___ Texte fourni ___

Ces retraités et des experts y critiquent le processus d’indemnisation de la CNESST, presque systématiquement contesté par des employeurs publics au Québec, plus que nulle part ailleurs au pays. Surtout, ils y déplorent la lourdeur de la bataille juridique imposée aux retraités et aux travailleurs, souvent moins en moyens que les employeurs pour se défendre.

Dans une lettre qu’elle a fait parvenir à la ministre Dominique Vien cette semaine, l’AVAQ lui demande de modifier la loi pour faciliter le processus de réclamation pour le mésothéliome, en reconnaissant certaines de ces professions.

En Ontario, un travailleur qui souffre d’un mésothéliome et qui a été employé dans le secteur des mines, du broyage, de la fabrication, de l’assemblage, de la construction, de la réparation, de la modification, de l’entretien ou de la démolition qui produit des fibres d’amiante bénéficie d’une présomption irréfutable – donc incontestable – du lien de causalité entre la nature de l’emploi occupé et la maladie.

« Nous sommes d’avis qu’une telle politique devrait être adoptée au Québec. Cela permettrait d’éviter de longues et coûteuses batailles médico-légales », écrit l’AVAQ, qui demande aussi que cette politique stipule qu’aucun seuil d’exposition ne soit requis pour reconnaître un mésothéliome professionnel.

En d’autres termes, que même en cas d’exposition très faible à de la poussière d’amiante, un travailleur n’ait pas à prouver qu’il a été exposé à un niveau suffisamment élevé pour recevoir une indemnité. Parmi les cosignataires de la lettre et membres de l’association figurent le directeur de santé publique du CISSS de Gaspésie, le Dr Yv Bonier-Viger, et l’épidémiologiste Norman King.

Une formation aux médecins et aux juges du Tribunal du travail

L’AVAQ estime aussi qu’« au nom du principe de la cohérence décisionnelle », il est de la responsabilité du Tribunal du travail de mieux former les médecins assesseurs et les juges qui y oeuvrent.

Malgré un consensus international et un avis clair de l’Organisation mondiale de la santé (OMS), en 2014, selon lequel il n’existe aucun seuil d’exposition sécuritaire à l’amiante, « certains experts appelés à témoigner au tribunal affirment le contraire [et prétendent que] le chrysotile est moins nocif que les amphiboles et qu’il existe un degré tolérable d’exposition en deçà duquel le travailleur ne pourrait développer un mésothéliome ».

Or, cette affirmation est vertement critiquée par la grande majorité des scientifiques, et basée sur une étude financée par l’industrie automobile américaine, rappellent les auteurs de la lettre, une industrie où l’amiante est utilisé pour la fabrication de plaquettes de freins.

___

Consigne de travail A |
Dans le texte sur le mésothéliome, à quelle ministre l'AVAQ a-t-elle fait parvenir sa lettre ?
Consigne de travail B |
Relevez tous les sigles qui figurent dans le texte sur le mésothéliome.
Consigne de travail C |
Prolongez le texte sur le mésothéliome et la lettre de l'AVAQ à partir de sa dernière phrase.

___ Lignes extraites ___

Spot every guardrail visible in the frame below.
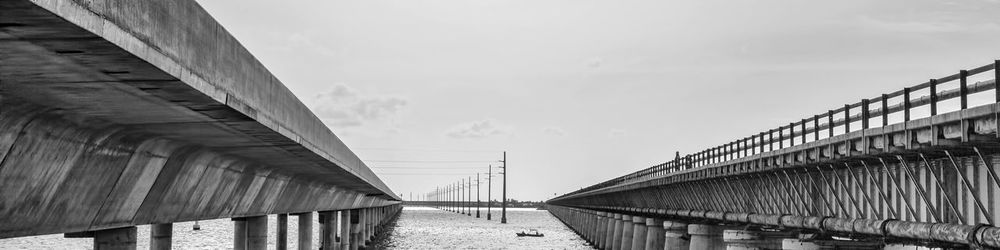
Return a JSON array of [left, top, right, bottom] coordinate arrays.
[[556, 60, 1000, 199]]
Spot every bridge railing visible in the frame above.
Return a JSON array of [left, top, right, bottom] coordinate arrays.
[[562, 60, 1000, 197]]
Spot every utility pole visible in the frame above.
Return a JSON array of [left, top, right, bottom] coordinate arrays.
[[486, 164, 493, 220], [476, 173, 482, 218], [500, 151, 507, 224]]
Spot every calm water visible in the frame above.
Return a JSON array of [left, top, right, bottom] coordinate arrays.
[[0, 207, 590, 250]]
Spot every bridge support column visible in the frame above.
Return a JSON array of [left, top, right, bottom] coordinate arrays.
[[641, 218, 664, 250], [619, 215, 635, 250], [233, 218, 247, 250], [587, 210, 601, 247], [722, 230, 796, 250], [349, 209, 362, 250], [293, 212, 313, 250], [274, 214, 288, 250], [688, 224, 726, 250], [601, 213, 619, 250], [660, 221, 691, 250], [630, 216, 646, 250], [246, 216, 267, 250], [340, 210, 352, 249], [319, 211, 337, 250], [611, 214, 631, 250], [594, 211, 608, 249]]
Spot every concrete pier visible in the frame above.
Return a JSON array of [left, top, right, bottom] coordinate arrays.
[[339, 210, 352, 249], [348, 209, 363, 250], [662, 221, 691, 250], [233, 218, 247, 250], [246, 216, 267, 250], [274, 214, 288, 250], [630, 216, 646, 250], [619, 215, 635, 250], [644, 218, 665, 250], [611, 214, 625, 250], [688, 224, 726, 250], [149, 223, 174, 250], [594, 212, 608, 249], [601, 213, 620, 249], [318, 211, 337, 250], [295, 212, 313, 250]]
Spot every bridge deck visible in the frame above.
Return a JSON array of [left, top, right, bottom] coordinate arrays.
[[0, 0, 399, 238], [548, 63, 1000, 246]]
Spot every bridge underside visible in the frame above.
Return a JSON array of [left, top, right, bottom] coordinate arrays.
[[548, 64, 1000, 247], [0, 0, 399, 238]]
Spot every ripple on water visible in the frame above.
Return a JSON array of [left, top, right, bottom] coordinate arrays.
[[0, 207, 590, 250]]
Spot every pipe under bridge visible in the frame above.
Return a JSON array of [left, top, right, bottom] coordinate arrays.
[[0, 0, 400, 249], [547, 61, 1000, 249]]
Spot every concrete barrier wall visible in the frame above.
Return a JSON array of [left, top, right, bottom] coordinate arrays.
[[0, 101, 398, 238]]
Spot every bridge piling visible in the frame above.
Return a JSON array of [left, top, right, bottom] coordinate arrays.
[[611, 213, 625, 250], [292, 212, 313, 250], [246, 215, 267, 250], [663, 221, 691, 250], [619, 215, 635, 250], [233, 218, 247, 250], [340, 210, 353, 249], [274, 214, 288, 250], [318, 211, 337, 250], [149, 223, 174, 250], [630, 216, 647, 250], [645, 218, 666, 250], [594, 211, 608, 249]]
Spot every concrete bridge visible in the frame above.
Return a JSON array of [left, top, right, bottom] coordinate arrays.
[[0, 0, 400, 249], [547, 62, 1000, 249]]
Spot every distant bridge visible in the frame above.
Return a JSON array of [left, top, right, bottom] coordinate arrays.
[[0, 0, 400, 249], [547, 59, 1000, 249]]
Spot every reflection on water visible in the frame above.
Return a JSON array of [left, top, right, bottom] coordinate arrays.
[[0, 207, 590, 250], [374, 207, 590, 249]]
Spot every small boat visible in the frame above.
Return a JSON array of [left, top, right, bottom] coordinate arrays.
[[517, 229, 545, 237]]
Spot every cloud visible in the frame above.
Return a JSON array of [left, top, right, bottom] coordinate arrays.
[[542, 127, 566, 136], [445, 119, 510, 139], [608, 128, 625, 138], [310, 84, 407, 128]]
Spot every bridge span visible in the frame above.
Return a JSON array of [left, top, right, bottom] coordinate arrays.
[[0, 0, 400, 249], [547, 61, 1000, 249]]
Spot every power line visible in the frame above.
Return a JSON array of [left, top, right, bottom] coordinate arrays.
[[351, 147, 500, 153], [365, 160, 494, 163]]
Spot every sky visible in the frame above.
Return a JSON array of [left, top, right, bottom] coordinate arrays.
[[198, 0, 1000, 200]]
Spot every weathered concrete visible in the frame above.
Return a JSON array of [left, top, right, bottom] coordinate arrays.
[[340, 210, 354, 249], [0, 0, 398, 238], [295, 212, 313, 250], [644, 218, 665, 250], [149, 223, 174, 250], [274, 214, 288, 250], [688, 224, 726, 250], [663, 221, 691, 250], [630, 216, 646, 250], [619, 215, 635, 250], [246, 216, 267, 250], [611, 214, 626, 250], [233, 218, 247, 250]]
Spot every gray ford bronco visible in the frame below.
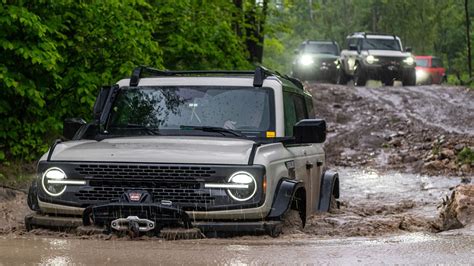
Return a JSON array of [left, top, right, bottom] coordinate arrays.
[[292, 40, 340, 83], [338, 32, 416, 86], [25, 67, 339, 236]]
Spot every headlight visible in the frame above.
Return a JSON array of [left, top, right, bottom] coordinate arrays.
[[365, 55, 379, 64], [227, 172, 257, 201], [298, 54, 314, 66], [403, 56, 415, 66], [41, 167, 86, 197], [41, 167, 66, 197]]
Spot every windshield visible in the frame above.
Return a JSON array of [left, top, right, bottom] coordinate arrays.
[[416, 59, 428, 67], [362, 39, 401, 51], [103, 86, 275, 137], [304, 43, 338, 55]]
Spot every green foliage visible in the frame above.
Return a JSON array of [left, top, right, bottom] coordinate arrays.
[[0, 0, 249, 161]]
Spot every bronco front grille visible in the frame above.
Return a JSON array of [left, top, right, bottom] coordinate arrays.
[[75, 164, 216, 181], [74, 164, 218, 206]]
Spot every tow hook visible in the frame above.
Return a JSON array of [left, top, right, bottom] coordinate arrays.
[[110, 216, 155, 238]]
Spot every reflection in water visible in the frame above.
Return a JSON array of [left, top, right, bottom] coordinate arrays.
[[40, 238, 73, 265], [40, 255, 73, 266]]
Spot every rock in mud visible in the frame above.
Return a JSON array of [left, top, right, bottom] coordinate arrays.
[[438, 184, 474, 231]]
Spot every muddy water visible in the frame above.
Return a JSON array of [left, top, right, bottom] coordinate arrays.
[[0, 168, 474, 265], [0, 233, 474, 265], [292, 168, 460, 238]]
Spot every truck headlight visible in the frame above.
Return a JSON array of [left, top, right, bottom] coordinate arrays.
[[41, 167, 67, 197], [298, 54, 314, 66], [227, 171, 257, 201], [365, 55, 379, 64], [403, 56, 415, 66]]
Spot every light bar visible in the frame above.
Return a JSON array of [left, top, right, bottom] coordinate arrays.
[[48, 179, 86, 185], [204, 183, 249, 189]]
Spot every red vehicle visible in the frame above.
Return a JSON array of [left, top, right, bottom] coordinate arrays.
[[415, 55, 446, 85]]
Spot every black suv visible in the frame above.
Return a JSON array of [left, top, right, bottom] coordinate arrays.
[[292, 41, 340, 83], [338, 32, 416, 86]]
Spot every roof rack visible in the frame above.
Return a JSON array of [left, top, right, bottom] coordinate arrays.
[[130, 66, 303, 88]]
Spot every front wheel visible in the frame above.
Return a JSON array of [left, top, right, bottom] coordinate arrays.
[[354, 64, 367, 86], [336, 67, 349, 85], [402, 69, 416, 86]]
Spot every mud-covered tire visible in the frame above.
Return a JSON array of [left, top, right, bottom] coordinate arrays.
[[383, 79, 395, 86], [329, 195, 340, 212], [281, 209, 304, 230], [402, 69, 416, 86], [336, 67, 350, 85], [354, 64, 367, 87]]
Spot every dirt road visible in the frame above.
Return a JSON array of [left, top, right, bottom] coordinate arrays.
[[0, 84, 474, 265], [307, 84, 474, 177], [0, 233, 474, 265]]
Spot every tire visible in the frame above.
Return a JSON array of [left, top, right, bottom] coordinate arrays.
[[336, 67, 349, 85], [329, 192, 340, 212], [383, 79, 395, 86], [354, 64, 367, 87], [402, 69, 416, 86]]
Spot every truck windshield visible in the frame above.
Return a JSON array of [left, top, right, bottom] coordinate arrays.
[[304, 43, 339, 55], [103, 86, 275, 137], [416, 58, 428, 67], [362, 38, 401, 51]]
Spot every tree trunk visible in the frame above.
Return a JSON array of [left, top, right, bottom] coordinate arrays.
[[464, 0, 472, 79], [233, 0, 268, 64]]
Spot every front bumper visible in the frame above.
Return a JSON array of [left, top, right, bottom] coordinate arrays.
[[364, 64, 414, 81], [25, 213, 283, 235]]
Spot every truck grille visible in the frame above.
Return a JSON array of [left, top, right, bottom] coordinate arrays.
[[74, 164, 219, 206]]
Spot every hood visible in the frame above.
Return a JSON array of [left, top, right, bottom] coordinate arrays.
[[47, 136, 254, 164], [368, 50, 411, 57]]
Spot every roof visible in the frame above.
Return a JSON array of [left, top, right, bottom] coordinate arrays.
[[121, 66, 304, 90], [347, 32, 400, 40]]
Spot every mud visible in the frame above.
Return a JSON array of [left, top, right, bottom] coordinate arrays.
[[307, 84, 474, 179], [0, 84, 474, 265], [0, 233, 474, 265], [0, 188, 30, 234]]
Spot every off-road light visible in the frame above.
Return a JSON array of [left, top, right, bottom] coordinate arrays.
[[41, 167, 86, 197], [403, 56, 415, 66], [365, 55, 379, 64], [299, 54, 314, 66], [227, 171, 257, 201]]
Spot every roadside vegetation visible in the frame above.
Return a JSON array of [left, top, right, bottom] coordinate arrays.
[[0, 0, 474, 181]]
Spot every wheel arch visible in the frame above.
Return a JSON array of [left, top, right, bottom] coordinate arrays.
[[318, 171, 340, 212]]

___

Corrigé de l'exercice A |
À la ministre Dominique Vien.

Corrigé de l'exercice B |
CNESST, AVAQ, CISSS, OMS

Corrigé de l'exercice C |
Le bureau de la ministre du Travail confirme avoir reçu la lettre et entend rencontrer l’AVAQ. Pour le président de l’Association, Gilles Mercier, dont le père est mort d’un mésothéliome, le temps presse.

Il y a urgence d’agir. Il faut que la ministre procède le plus rapidement possible : il y a des gens malades et qui meurent de l’amiante. Il y a des indemnités, mais il y a des barrières légales pour y accéder. Ce qui se passe n’est pas normal.

Une citation de Gilles Mercier, président de l'AVAQ

Améliorations au processus

Entre-temps, le bureau de la ministre indique que des « améliorations » ont déjà été apportées au processus de la CNESST, à la demande de la ministre, à la suite de la diffusion du reportage d’Enquête. Ces améliorations concernent :

  • les délais d'obtention des documents médicaux;
  • le soutien offert au travailleur pendant le processus d’admissibilité;
  • la qualité des avis médicaux;
  • la bonification de l’analyse, par la Commission, de la relation entre la maladie et l’activité professionnelle du travailleur.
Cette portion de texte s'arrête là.